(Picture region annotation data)
----

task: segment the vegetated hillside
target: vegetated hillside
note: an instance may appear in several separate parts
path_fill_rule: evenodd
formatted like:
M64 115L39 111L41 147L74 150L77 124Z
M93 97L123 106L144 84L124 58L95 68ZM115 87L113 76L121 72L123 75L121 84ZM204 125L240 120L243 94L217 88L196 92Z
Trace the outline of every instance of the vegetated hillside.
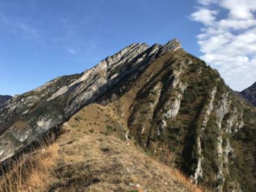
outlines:
M255 189L255 109L177 40L163 46L132 44L81 74L58 78L6 102L0 107L1 161L58 132L92 102L107 111L88 106L83 129L131 138L209 190Z
M256 83L240 93L253 106L256 106Z
M255 109L203 61L168 52L99 102L113 97L129 136L152 156L209 189L253 190Z
M0 105L3 104L7 100L11 99L12 97L10 95L0 95Z
M2 191L201 191L127 140L123 126L109 108L84 108L65 124L55 142L25 156L0 179Z

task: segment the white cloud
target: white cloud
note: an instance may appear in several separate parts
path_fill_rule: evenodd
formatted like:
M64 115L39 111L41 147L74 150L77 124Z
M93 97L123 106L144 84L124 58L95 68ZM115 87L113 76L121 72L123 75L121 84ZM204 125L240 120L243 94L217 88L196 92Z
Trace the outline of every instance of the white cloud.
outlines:
M204 24L197 36L201 58L233 89L249 86L256 81L256 1L198 1L191 18Z

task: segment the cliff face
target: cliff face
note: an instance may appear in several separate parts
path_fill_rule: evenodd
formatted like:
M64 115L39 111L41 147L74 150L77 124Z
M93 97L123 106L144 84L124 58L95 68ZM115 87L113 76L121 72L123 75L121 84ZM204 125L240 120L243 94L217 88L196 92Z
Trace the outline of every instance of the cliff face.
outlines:
M179 47L177 40L164 46L132 44L81 74L58 77L13 97L0 107L0 161L56 129L126 76L136 75L157 57Z
M180 48L177 40L132 44L81 74L9 100L0 107L1 161L97 102L111 109L113 117L105 114L101 122L86 113L88 131L134 141L207 189L252 191L255 110L217 71Z
M10 95L0 95L0 105L3 104L7 100L12 98L12 96Z
M253 106L256 106L256 83L240 93Z

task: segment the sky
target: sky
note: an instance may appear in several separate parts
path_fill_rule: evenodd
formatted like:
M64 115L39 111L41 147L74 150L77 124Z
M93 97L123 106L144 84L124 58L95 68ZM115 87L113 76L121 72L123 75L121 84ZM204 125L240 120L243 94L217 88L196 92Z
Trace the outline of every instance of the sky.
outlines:
M174 38L241 90L256 81L255 11L255 0L0 0L0 95Z

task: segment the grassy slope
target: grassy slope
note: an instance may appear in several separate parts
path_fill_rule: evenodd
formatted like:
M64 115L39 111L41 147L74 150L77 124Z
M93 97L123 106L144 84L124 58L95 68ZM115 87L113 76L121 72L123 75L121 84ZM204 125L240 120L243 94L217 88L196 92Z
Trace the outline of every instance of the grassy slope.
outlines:
M18 171L6 177L22 174L24 170L19 168L31 164L29 159L36 165L27 167L22 180L17 177L20 182L13 181L12 191L200 191L179 171L149 157L132 141L125 141L118 130L122 127L115 127L116 122L111 120L116 118L115 113L109 110L92 104L76 114L54 144L25 156L26 163L19 164ZM3 182L1 186L3 191L11 191L10 186L7 190Z

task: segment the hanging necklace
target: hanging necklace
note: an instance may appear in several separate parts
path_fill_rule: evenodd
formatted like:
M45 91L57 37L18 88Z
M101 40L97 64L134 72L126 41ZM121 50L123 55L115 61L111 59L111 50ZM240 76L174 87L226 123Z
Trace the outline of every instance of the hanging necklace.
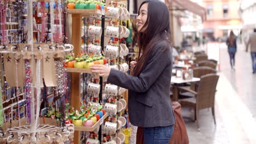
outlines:
M40 39L41 41L44 41L45 39L45 29L46 27L46 6L45 2L41 2L40 3L41 13L42 13L42 29L41 29L41 35Z

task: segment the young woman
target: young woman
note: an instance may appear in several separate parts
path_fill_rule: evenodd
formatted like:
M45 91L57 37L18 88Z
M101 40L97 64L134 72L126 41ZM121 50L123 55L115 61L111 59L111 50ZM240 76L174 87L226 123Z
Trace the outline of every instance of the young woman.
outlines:
M146 144L168 143L175 119L170 98L172 58L168 9L159 1L144 1L137 20L139 58L131 63L133 75L103 65L91 69L108 77L108 82L129 89L130 120L143 128Z
M226 45L228 45L228 51L230 59L230 65L232 69L235 69L235 55L236 52L236 35L233 31L230 32L229 37L226 40Z

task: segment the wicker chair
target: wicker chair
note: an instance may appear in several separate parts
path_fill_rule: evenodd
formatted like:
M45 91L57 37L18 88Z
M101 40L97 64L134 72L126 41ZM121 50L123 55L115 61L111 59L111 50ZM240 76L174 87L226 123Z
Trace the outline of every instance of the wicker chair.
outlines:
M197 52L195 52L194 53L194 55L195 55L195 56L200 55L205 55L205 51L197 51Z
M196 67L193 69L193 76L196 77L201 77L202 76L209 74L216 74L217 70L208 67ZM194 91L197 91L197 83L191 83L190 87L183 87L183 89L190 89L189 90L192 90ZM189 92L186 92L186 91L181 91L179 94L179 97L181 98L188 98L188 97L194 97L195 95ZM185 92L184 92L185 91Z
M216 69L217 64L209 61L203 61L198 62L198 66L199 67L209 67L212 69Z
M199 62L205 61L208 59L208 56L206 54L201 54L199 55L195 56L196 59L195 60L195 63L197 63Z
M217 74L210 74L202 76L199 83L197 92L190 91L196 97L181 99L179 101L182 105L188 105L194 107L195 110L195 121L197 121L198 130L200 130L199 118L199 110L211 107L214 124L216 124L214 100L218 79L219 76Z
M215 60L215 59L208 59L207 61L209 61L210 62L212 62L214 63L215 63L216 65L218 64L218 61Z

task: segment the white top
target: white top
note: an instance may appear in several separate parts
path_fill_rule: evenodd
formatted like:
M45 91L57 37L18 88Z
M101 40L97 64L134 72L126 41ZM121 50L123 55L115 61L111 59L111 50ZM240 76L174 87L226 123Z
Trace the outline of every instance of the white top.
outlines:
M171 83L183 83L187 82L196 82L200 81L200 78L198 77L193 77L191 80L183 80L182 77L177 77L176 76L172 76L172 79L171 80Z

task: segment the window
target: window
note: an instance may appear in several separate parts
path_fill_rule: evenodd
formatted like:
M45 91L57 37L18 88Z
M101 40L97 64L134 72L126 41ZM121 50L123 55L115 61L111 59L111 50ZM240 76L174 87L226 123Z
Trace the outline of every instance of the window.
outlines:
M229 6L228 5L223 5L223 17L227 17L229 13Z
M212 17L212 15L213 13L212 10L212 5L210 5L206 6L206 9L207 11L207 16L210 17Z

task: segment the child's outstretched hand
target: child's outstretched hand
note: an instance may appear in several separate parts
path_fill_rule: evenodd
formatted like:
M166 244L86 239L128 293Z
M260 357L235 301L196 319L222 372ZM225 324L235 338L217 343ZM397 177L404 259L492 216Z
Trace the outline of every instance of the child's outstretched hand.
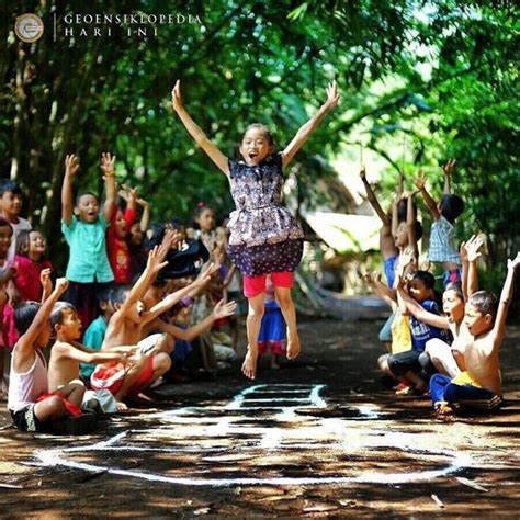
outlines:
M193 287L203 287L204 285L207 285L212 281L213 275L217 273L219 269L219 263L212 263L204 272L201 272L199 278L193 281L191 285Z
M169 251L170 249L178 248L180 242L182 242L182 234L171 224L167 224L165 226L165 236L162 237L161 246Z
M237 308L236 302L224 303L224 299L221 299L213 309L213 317L215 319L226 318L227 316L233 316Z
M426 174L421 169L419 169L419 171L417 172L417 178L414 182L419 190L422 190L425 188Z
M68 286L69 286L69 281L66 278L58 278L56 280L56 285L54 287L54 291L57 294L64 294L65 291L67 291Z
M452 171L455 169L455 159L448 159L448 162L442 167L444 177L450 179Z
M139 204L140 207L148 207L150 205L148 201L145 201L142 197L137 197L136 202L137 202L137 204Z
M74 177L79 170L79 159L70 154L65 156L65 174L67 177Z
M520 264L520 252L517 252L517 256L513 259L508 259L507 268L508 269L517 269Z
M50 280L50 269L42 269L39 273L39 283L44 290L44 293L50 294L53 292L53 281Z
M177 84L176 84L177 87ZM180 91L179 91L180 97ZM324 103L327 110L332 110L339 101L338 83L334 80L327 86L327 101Z
M464 249L464 259L468 262L476 262L482 252L478 252L482 245L484 244L483 235L473 235L467 242L461 246L461 250Z
M152 273L159 272L162 268L168 265L168 261L162 261L166 257L165 247L162 245L156 246L149 253L146 262L146 270Z
M114 174L114 165L115 165L115 156L112 157L110 152L101 154L101 171L104 176L113 176Z
M179 112L182 109L182 98L181 98L181 80L176 81L176 86L171 91L171 101L173 101L173 110Z
M407 246L405 250L399 255L399 265L405 271L405 268L414 262L414 248L411 246Z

----

■ **PROBLEM TO WORK ON**: Reproduce verbatim the stretch of the data from its beginning through the line containing "M256 83L240 93L253 106L256 106Z", both ends included. Omit the pictures from the output.

■ **EXPECTED OUTPUT**:
task: segment the vegetated hillside
target: vegetated hillside
note: an instance may appear in several separate parts
path_fill_rule: evenodd
formatted like:
M64 115L39 111L41 147L74 150L77 124Z
M93 97L123 106L144 84L124 58L95 68ZM115 87L113 76L121 72L123 75L121 84ZM204 125L240 120L243 94L217 88L196 92Z
Trace the outline of every instance of the vegetated hillside.
outlines:
M255 189L255 109L177 40L163 46L132 44L81 74L58 78L6 102L0 107L1 161L58 132L92 102L107 111L88 106L83 129L131 138L209 190Z
M256 83L240 93L253 106L256 106Z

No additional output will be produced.